Korrekturen beim Mutterschutz angemahnt
Compliance und Arbeitsrecht: Regelung plant, dass durch eine freiwillige Einverständniserklärung von schwangeren und stillenden Frauen das geltende Verbot von Nacht-, Sonn- und Feiertagsarbeit aufgehoben werden kann
Unterteilung in "unverantwortbare" und "verantwortbare Gefährdungen" von Schwangeren und Stillenden am Arbeitsplatz im Gesetzestext
Die geplante Ausweitung des Mutterschutzes stößt bei Arbeitnehmerverbänden trotz Änderungswünschen auf prinzipielle Zustimmung. Den Arbeitgeberverbänden geht der von Bundesfamilienministerin vorgelegte Gesetzentwurf zur Neuregelung des Mutterschutzrechtes (18/8963) jedoch zu weit. Dies wurde in einer öffentlichen Anhörung des Familienausschusses über die Gesetzesvorlage am Montag deutlich.

┄┄┄┄┄┄┄┄┄┄

Kurze Übung 1 =>
Aktualisiere den Text zum Mutterschutz, beginnend mit "Korrekturen beim Mutterschutz" und weiter bis einschließlich "am Montag deutlich.". Setze dabei "Dienstag" an die Stelle von "Montag" und gib den Abschnitt wieder.

┄┄┄┄┄┄┄┄┄┄

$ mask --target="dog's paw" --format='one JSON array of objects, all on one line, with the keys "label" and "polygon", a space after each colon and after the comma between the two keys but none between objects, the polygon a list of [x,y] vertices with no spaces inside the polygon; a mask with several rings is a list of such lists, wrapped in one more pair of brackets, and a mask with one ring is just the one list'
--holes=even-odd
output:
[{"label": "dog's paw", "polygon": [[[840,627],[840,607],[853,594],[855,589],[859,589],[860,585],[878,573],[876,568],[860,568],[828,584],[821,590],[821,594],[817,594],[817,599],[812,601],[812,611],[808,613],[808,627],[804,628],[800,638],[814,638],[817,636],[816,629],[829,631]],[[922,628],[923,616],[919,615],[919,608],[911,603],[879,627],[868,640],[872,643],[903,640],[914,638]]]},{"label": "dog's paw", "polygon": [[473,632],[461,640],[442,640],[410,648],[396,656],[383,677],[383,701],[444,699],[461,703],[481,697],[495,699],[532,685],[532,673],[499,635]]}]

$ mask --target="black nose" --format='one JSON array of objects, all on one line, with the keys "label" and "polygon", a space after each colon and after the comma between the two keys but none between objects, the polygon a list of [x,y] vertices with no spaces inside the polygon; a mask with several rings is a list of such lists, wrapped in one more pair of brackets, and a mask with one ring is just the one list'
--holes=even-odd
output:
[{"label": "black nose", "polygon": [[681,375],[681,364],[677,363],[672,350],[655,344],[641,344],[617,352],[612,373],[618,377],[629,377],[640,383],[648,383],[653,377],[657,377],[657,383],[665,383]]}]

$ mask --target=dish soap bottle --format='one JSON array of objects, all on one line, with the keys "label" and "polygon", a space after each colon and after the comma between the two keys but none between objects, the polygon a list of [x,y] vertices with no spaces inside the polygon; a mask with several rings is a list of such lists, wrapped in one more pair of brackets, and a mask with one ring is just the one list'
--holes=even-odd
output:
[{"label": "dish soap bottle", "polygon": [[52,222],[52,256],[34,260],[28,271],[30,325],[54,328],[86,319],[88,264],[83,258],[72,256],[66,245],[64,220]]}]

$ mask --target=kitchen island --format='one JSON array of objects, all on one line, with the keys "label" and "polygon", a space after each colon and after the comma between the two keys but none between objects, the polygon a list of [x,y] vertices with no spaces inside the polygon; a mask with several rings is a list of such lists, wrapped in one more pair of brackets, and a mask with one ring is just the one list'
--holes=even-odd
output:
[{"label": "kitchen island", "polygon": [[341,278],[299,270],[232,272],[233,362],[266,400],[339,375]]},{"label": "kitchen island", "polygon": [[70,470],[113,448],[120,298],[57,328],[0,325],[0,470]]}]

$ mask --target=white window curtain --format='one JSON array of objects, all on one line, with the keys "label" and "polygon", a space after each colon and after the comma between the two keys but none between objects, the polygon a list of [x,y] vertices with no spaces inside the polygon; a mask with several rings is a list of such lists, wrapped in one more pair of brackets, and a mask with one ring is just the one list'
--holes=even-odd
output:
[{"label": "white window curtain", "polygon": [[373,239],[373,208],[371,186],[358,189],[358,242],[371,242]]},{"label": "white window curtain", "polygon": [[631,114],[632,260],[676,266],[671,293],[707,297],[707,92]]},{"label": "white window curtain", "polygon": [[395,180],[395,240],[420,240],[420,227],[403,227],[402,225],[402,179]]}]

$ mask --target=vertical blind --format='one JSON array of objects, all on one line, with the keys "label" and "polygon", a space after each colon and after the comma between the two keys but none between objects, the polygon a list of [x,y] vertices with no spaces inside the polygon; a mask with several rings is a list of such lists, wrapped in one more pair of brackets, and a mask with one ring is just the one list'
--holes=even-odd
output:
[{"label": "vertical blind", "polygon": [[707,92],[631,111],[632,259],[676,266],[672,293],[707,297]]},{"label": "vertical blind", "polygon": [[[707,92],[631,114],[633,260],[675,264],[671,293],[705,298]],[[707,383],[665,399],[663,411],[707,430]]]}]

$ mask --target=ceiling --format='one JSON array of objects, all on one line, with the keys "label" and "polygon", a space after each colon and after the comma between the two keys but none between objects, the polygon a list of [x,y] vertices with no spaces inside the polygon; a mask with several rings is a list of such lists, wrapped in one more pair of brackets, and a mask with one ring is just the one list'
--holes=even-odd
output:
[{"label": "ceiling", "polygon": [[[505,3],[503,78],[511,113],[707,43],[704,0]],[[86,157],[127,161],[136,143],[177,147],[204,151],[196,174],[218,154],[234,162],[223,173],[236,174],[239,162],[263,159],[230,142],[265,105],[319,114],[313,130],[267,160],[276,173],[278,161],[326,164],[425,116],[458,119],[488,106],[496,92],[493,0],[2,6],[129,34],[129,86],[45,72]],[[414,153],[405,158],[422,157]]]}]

┄┄┄┄┄┄┄┄┄┄

Kurze Übung 2 =>
Sammle aus den Datensätzen jede Zeile, in der die Zeichenfolge "island" vorkommt. Groß- und Kleinschreibung zählt dabei.

Richtiges Ergebnis 1 =>
Korrekturen beim Mutterschutz angemahnt
Compliance und Arbeitsrecht: Regelung plant, dass durch eine freiwillige Einverständniserklärung von schwangeren und stillenden Frauen das geltende Verbot von Nacht-, Sonn- und Feiertagsarbeit aufgehoben werden kann
Unterteilung in "unverantwortbare" und "verantwortbare Gefährdungen" von Schwangeren und Stillenden am Arbeitsplatz im Gesetzestext
Die geplante Ausweitung des Mutterschutzes stößt bei Arbeitnehmerverbänden trotz Änderungswünschen auf prinzipielle Zustimmung. Den Arbeitgeberverbänden geht der von Bundesfamilienministerin vorgelegte Gesetzentwurf zur Neuregelung des Mutterschutzrechtes (18/8963) jedoch zu weit. Dies wurde in einer öffentlichen Anhörung des Familienausschusses über die Gesetzesvorlage am Dienstag deutlich.

Richtiges Ergebnis 2 =>
$ mask --target=kitchen island --format='one JSON array of objects, all on one line, with the keys "label" and "polygon", a space after each colon and after the comma between the two keys but none between objects, the polygon a list of [x,y] vertices with no spaces inside the polygon; a mask with several rings is a list of such lists, wrapped in one more pair of brackets, and a mask with one ring is just the one list'
[{"label": "kitchen island", "polygon": [[341,278],[299,270],[232,272],[233,362],[266,400],[339,375]]},{"label": "kitchen island", "polygon": [[70,470],[113,448],[120,298],[57,328],[0,325],[0,470]]}]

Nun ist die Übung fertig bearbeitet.